> _GIVEN REQUEST_
Quote each of the entries below word for word, leaving out the pictures.
+++++
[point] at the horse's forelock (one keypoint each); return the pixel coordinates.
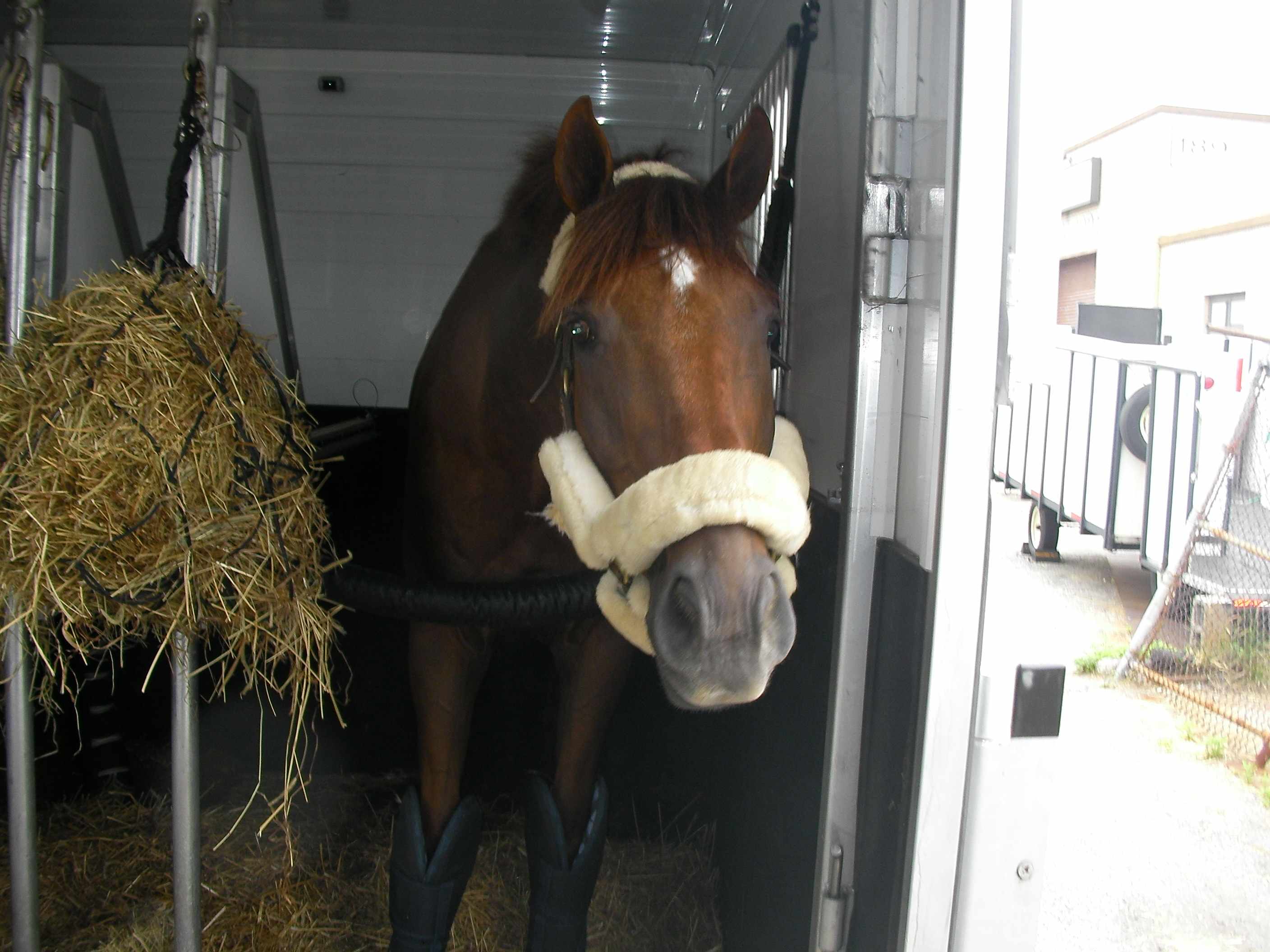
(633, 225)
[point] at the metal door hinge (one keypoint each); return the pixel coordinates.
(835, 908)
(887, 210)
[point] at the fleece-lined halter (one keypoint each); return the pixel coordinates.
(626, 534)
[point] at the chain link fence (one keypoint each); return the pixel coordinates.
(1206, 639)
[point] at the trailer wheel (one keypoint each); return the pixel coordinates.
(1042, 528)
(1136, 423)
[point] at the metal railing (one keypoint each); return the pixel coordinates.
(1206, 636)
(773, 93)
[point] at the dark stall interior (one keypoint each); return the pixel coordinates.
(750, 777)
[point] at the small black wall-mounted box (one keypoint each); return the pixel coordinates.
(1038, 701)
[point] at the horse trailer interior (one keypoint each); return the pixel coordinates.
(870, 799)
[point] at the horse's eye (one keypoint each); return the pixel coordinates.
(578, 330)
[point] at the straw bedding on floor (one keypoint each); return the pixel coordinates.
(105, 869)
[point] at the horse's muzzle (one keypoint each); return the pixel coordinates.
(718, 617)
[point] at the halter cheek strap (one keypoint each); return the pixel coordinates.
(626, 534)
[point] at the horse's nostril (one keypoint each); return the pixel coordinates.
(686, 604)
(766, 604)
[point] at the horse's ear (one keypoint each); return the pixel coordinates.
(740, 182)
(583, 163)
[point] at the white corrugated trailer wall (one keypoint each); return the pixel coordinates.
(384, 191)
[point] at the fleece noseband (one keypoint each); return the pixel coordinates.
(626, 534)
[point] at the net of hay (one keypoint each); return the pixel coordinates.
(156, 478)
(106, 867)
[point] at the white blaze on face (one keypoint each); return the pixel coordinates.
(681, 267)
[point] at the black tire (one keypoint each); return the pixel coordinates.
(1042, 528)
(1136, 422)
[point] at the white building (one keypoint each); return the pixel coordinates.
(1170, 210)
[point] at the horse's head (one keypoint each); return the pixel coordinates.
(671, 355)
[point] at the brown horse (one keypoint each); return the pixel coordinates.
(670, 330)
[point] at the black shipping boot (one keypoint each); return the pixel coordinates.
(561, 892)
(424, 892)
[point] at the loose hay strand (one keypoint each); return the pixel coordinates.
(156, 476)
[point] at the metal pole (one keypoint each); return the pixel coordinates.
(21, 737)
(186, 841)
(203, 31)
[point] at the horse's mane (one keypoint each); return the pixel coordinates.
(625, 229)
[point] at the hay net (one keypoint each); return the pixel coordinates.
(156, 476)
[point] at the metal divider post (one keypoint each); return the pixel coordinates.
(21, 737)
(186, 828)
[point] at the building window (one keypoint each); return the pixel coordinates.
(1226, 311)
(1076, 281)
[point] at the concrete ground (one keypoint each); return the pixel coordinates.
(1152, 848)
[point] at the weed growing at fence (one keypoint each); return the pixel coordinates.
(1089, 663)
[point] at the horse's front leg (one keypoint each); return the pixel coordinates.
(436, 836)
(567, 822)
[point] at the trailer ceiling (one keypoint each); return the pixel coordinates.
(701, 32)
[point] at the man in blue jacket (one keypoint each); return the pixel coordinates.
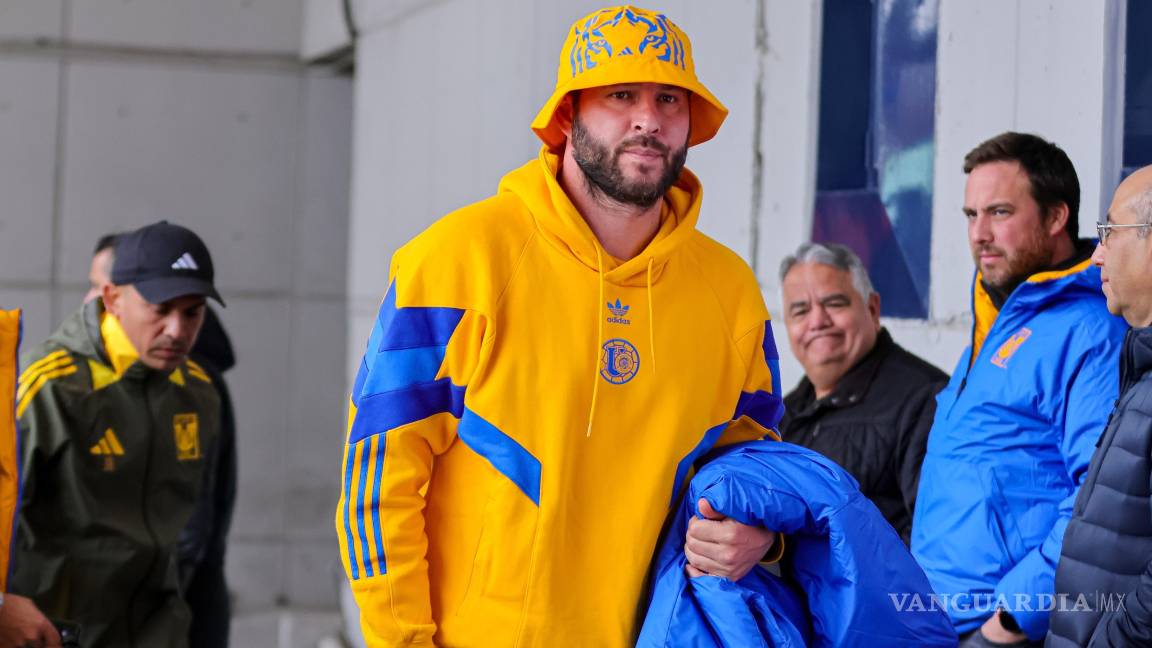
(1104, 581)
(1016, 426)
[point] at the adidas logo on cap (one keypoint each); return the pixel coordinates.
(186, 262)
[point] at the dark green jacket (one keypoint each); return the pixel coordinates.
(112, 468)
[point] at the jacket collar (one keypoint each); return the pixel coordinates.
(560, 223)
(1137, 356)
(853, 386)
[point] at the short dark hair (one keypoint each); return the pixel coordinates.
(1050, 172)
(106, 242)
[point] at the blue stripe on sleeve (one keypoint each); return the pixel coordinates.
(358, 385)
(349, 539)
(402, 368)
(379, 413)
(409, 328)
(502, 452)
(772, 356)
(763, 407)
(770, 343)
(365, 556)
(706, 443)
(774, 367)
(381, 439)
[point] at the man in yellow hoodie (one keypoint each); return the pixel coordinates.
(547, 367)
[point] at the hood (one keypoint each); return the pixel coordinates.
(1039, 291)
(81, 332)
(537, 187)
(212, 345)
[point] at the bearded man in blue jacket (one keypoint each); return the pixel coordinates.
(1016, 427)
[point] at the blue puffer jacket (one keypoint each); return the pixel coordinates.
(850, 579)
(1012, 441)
+++++
> _ANSWER TO THE TASK_
[point] at the horse's forelock (one keypoint each); return the pixel coordinates.
(633, 225)
[point] at the metal door hinge (one keypoint each); return the pixel coordinates.
(835, 908)
(887, 210)
[point] at the fleece-lined halter (one keypoint each); return the pixel coordinates.
(626, 534)
[point] at the chain link fence (one keypoint each); return the pixel coordinates.
(1206, 639)
[point] at the trailer wheel (one keypoint each); return the pixel coordinates.
(1042, 528)
(1136, 423)
[point] at the metal railing (one keypoint each); return the pixel coordinates.
(1206, 636)
(773, 93)
[point] at the dark stall interior (one keypoint each); return the pixel coordinates.
(750, 777)
[point] at the small black wall-mounted box (one keypoint each); return the pixel coordinates.
(1038, 701)
[point] at the horse trailer interior (one keypoint each); return the pixel coordinates.
(870, 799)
[point] at the horse's eye (one keypoint each); return the pixel coordinates.
(578, 330)
[point] at the straw bedding on floor (one keypoint each); return the pixel coordinates.
(105, 869)
[point] at the horse's muzzle (one keypoint each); return the pixel coordinates.
(718, 617)
[point] at the halter cheek strap (one keypoint each); return the pixel coordinates.
(626, 534)
[point] at the horse's nostril (one keypoint each); return the pixel coordinates.
(686, 604)
(766, 604)
[point] at the horse's ear (one keypoint each); return the pixel coordinates.
(740, 182)
(583, 163)
[point] at the white corrugated trailer wall (one keypoint each); return the pixel coordinates.
(384, 191)
[point] at the fleece noseband (one keypoint each); return the pixel coordinates.
(626, 534)
[point] at the net of hay (one keypoint each); return the pixel coordinates.
(156, 478)
(106, 867)
[point] at the white blaze on face (one keypoint each); return the pixel coordinates.
(681, 267)
[point] at the black tire (one keypoint each); return the pixel coordinates.
(1042, 528)
(1136, 422)
[point] at the white building (one keypoint each); return the pixel coordinates.
(1170, 210)
[point] at the horse's head (one keypoint each); return the pixel coordinates.
(671, 355)
[point] at the brown horse (one keypoint each); return the pixel coordinates.
(670, 330)
[point] at the black shipping boot (one keypoint each); return the pixel coordinates.
(561, 892)
(424, 892)
[point] at the loose hay strand (one keypoint each); return the pixel coordinates.
(156, 476)
[point] at the metal pole (one keypoint each); return the pixel coordinates.
(21, 737)
(186, 841)
(203, 31)
[point] at the horse's mane (one keypoint each); return the pixel coordinates.
(625, 229)
[point] at the hay net (one keypoint each); return the pixel coordinates.
(156, 476)
[point] at the metal divider post (one keypoint each); return the pixel coordinates.
(21, 737)
(186, 828)
[point] at the building window (one keypoint each); return the pixel coordinates.
(1226, 311)
(1076, 281)
[point] at the concrete ground (one keypoint each); return the pixel coordinates.
(1152, 848)
[point] at the weed growing at fence (one keypoint each); return the pixel coordinates.
(1089, 663)
[point] at the horse's front leg (one keypoint each); return the pixel coordinates.
(436, 836)
(567, 822)
[point] at the trailer ceiling (one keypoint each); return the pixel coordinates.
(701, 32)
[point] at the man in blue jacket (one keypoint each); return the pixel coordinates.
(1104, 581)
(1016, 426)
[point] at the adidas logo on cap (one keypoint each); return the pixel coordinates.
(186, 262)
[point] at the dark green jacket (one keypoint each); return the pixel coordinates.
(112, 468)
[point] at the jacket collar (one keypoint each); return the pixel coordinates.
(560, 223)
(1137, 356)
(853, 386)
[point] at the short dark hair (one keypoint each); return the pixel coordinates.
(1050, 172)
(106, 242)
[point] at the blue stripe on sleeve (one keypoint each); return the pixel coordinates.
(358, 385)
(349, 539)
(402, 368)
(379, 413)
(409, 328)
(502, 452)
(772, 356)
(763, 407)
(770, 343)
(365, 556)
(706, 443)
(774, 367)
(381, 439)
[point] at the man in yellow hoodie (one keypoint each); return the pixel coordinates.
(547, 367)
[point] at the hood (one keypoint each); return the pixel coordinates.
(1039, 291)
(81, 332)
(537, 187)
(212, 345)
[point] at the bearded man in blue jacket (one keypoint each); return the pixel coordinates.
(1016, 427)
[point] at the blue puffer jacket (one keypoint each); return the pixel coordinates.
(850, 579)
(1012, 441)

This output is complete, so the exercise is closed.